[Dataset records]
········

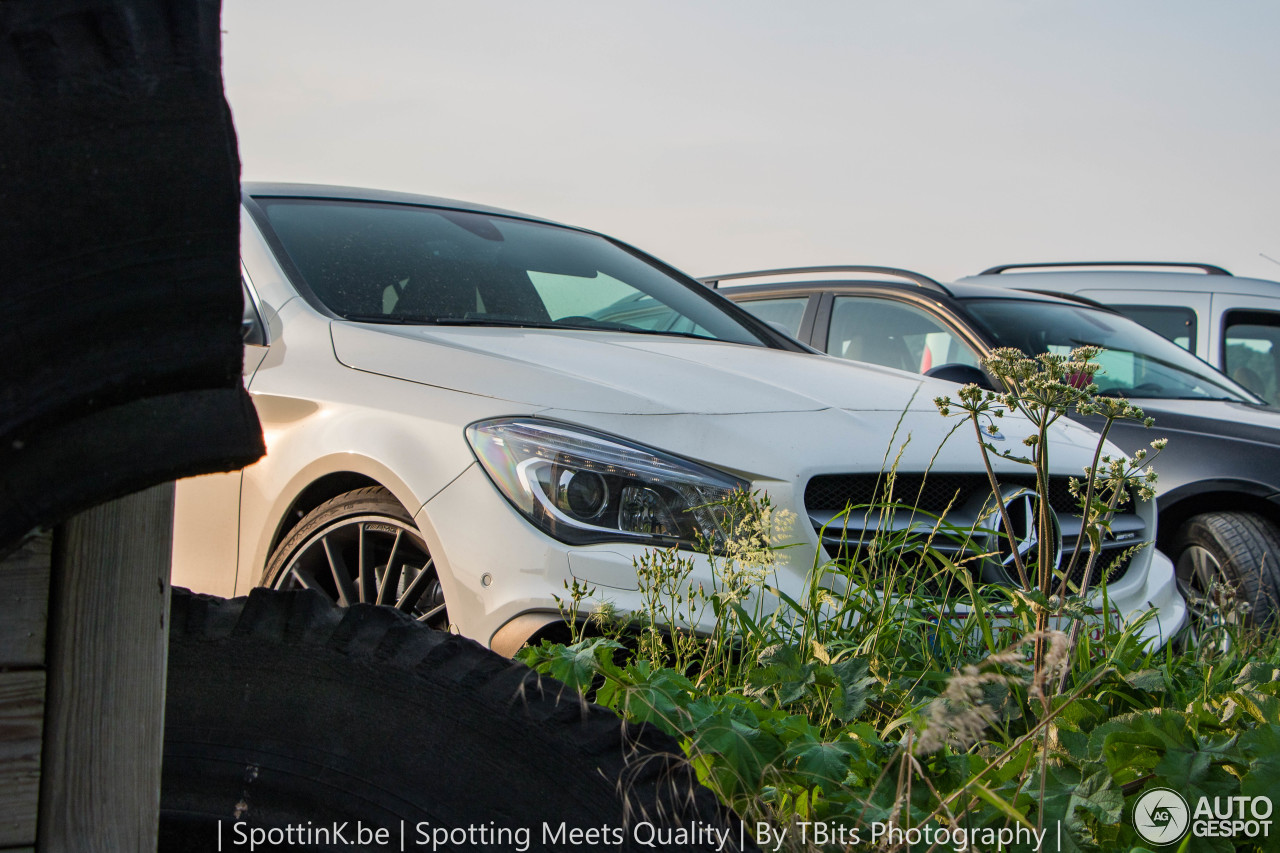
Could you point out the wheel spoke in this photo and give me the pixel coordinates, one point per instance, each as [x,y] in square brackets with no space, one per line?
[391,578]
[341,574]
[432,614]
[306,583]
[415,589]
[368,582]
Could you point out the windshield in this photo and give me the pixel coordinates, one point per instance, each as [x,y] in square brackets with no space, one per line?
[391,263]
[1137,361]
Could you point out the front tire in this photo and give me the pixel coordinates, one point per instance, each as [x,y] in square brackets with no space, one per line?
[361,547]
[283,711]
[1225,559]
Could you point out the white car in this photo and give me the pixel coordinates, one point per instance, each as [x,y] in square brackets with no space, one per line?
[1228,320]
[466,409]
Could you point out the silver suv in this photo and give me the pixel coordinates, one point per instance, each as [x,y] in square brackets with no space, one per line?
[1230,322]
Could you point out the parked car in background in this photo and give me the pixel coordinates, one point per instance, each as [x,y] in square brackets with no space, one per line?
[467,409]
[1230,322]
[1220,474]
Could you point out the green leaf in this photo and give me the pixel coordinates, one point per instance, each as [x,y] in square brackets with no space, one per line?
[823,763]
[1000,803]
[1262,747]
[1134,743]
[784,674]
[853,683]
[1147,680]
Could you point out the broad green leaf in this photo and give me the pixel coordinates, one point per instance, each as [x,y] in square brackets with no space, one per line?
[823,763]
[1262,747]
[853,683]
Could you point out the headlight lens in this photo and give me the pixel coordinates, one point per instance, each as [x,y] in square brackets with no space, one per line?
[580,486]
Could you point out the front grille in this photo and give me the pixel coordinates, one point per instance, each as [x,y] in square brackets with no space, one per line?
[931,492]
[964,501]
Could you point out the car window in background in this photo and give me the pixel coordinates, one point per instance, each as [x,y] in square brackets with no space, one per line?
[895,334]
[1251,351]
[784,314]
[1137,363]
[387,263]
[1176,324]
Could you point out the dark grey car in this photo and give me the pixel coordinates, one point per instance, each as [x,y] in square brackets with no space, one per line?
[1219,477]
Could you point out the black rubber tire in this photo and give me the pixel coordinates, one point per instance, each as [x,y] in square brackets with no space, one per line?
[283,708]
[356,519]
[1247,548]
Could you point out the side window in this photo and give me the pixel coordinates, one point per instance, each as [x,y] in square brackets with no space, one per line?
[608,301]
[251,324]
[894,334]
[1178,324]
[1251,351]
[784,314]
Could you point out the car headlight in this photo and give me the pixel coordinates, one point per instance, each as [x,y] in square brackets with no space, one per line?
[580,486]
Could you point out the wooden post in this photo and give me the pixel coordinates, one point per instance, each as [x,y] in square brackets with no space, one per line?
[23,605]
[108,652]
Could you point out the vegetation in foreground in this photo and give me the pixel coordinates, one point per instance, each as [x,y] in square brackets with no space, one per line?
[899,694]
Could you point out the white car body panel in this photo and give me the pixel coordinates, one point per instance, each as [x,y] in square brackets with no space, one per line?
[391,404]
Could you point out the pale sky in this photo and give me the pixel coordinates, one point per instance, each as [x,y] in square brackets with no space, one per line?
[944,136]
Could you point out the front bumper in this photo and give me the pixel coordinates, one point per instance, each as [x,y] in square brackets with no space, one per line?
[499,571]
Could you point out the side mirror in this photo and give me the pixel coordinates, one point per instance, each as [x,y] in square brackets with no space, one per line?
[961,374]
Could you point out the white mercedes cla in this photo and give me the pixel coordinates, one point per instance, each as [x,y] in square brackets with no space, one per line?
[466,409]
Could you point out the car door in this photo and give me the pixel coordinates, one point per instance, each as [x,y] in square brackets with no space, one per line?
[895,333]
[1248,345]
[789,313]
[1180,316]
[206,509]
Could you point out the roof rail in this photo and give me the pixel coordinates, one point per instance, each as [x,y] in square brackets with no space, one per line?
[1072,297]
[1208,268]
[918,278]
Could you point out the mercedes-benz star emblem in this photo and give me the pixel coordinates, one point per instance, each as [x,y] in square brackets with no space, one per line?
[1022,506]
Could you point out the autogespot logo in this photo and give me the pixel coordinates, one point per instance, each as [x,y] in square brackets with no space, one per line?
[1161,816]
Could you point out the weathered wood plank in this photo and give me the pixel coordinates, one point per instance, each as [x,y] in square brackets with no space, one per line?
[22,716]
[108,651]
[24,602]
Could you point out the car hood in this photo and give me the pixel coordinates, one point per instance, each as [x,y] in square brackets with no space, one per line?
[625,373]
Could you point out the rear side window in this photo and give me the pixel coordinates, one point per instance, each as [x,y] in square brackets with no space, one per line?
[784,314]
[1251,351]
[894,334]
[408,264]
[1176,324]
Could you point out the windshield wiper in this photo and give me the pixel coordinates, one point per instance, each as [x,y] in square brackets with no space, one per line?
[424,319]
[515,323]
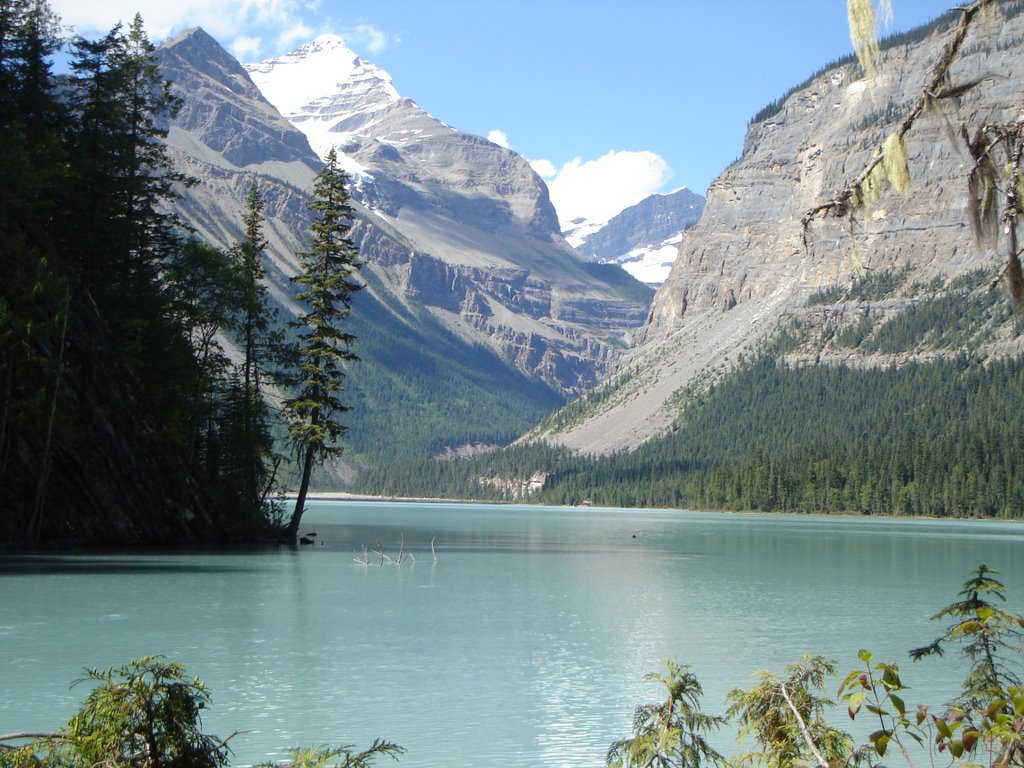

········

Verbatim copy, images excluded: transcribe all the entries above.

# TASK ANSWER:
Could you point out the wheel spoke in this photo and give me the pixel coordinates, one point per instance, each as [x,y] in square brackets with no space, one per line?
[391,578]
[341,574]
[432,614]
[306,583]
[415,589]
[368,582]
Could you point out the windshield in this photo and give me the pixel coordinates, one point per instance, each as [x,y] in square brackets with no space, one per line?
[391,263]
[1137,361]
Could you point out the front tire in this photo and give me the pixel coordinates, one point per instance, each as [x,y] in square brackets with no space, one per line?
[361,547]
[283,711]
[1225,559]
Could you point out the white car in this photo and give me the pixel coordinates, one point per instance, each as [x,y] in square brackets with no space, one per line?
[1228,320]
[466,409]
Could you point out the silver suv in this photo and give me the pixel coordinates, one point per instance, each as [x,y] in square brackets with no space, one per line?
[1230,322]
Could you point out the parked car in background in this photo and give me the pixel coordinates, one point per instance, each as [x,y] in square brackets with no space, one per line?
[467,409]
[1230,322]
[1220,474]
Could you point out the green leaf in this photo and give me the pixel coordinates, one point per instance, each as [x,y] in square brackets with no space, one per line?
[823,763]
[1000,803]
[1262,747]
[1134,743]
[784,674]
[853,683]
[1147,680]
Could you point out the broad green leaf in this photo and give me the pixel coordinates, one point per instance, each as [x,y] in square brackets with no space, one per line?
[823,763]
[1262,747]
[853,683]
Could you point out the headlight lens in this photo and give me the pixel coordinates, one point per instance, each as [x,y] in square brackets with no space, one per line?
[580,486]
Could you point out the front grille in this photo and give me the pixel coordinates, one point per instance, each as [x,y] in square brackets with no space, one per line?
[931,492]
[964,501]
Could you point out the car window in background in this photo and give me the pixel coordinates, one point per instance, each as [x,y] in square brackets with no space, one per line?
[895,334]
[1251,351]
[784,314]
[1137,363]
[387,263]
[1176,324]
Could you point out the dark grey car in this photo and give me the pixel coordinates, one point per instance, each as [x,y] in square brackets with no space, one per line?
[1219,477]
Could you point out the black rubber tire in this photo and give me the pixel coordinates, one point per instance, each as [x,y] in square brackets with no space, one per line?
[283,708]
[356,519]
[1247,548]
Could you point out the side window in this photo and give me the pixel coordinates, one point per instance, each as [x,y] in square brackets with no space, one per line?
[608,301]
[251,324]
[894,334]
[1178,324]
[1251,351]
[784,314]
Could you point out the car headlight in this photo and give me the pixel coordinates, one point per instance, each as [x,y] in square brackets with no space, one per line?
[580,486]
Could you point out the wooden post in this photo and give me the pixel coordinates, one point per instance, each as [x,y] in square brackets with no space, one per line?
[23,605]
[108,652]
Could you point out the vegetation in foreground in this photo and give me the pixel coordinates, one point per instance, each as [x,y] in square brackets with no space, one per line?
[899,694]
Could you point out the white car body panel in this photo and give me the pixel coordinates, one point per instance, each as [x,y] in square brackets with no space, one per line?
[391,404]
Could you point out the pale sky in this photo and give me the pixel coordinates, one point per instance, each as [x,y] in square brackets with no space, one per line?
[944,136]
Could you point out the front bumper in this photo and give me the pixel coordinates, one point per instance, each as [x,y] in square brackets with no space, one per line?
[499,571]
Could you point out the side mirror in this photo and give me the pixel coordinates, one point per instance, each as [x,y] in square brackets with no space, one per line?
[961,374]
Could you point out the white mercedes cla in this photo and give me the pixel coordinates, one point per instance, each as [x,y] in square brackets with no space, one per line?
[466,409]
Could you point out the car door in this photo and give me the pixel coordinates, one point per instance, each as [x,y] in square brackets with no space, one per line?
[895,333]
[1248,345]
[789,313]
[1180,316]
[206,509]
Could you point out the roof rail in this photo and give me the pixel coordinates, one point per instance, each as [x,y] in square brackets with no space, one per line?
[1072,297]
[1208,268]
[918,278]
Could you point out the mercedes-benz star emblem in this photo and give me the pixel coordinates, one point per instance, each as [x,y] in square brackets with no space, one per line?
[1022,506]
Could you point out the autogespot logo in this photo and give me the pixel coordinates, one point per instance, each as [x,y] in square brackets with no space, one per line?
[1161,816]
Could you point out the weathered wood plank in this photo and give me the pixel coordinates, one point per instance, each as [x,y] in square brackets with no space, one per line?
[22,716]
[108,651]
[24,602]
Could you point out the car hood in this photo and give me the pixel coordinates, one point per instance, each as [x,y] in square brackets with no space, one per line?
[625,373]
Could you point out the rear side window in this photo and give me the pixel coordinates, one point per instance, each as [x,y] in square brackets with no space, one per line?
[784,314]
[1251,351]
[894,334]
[408,264]
[1176,324]
Could you point out the windshield wiper in this photo and give me the pixel coordinates, one point per instance, each as [x,y] in square brackets with no space, one per line?
[424,319]
[515,323]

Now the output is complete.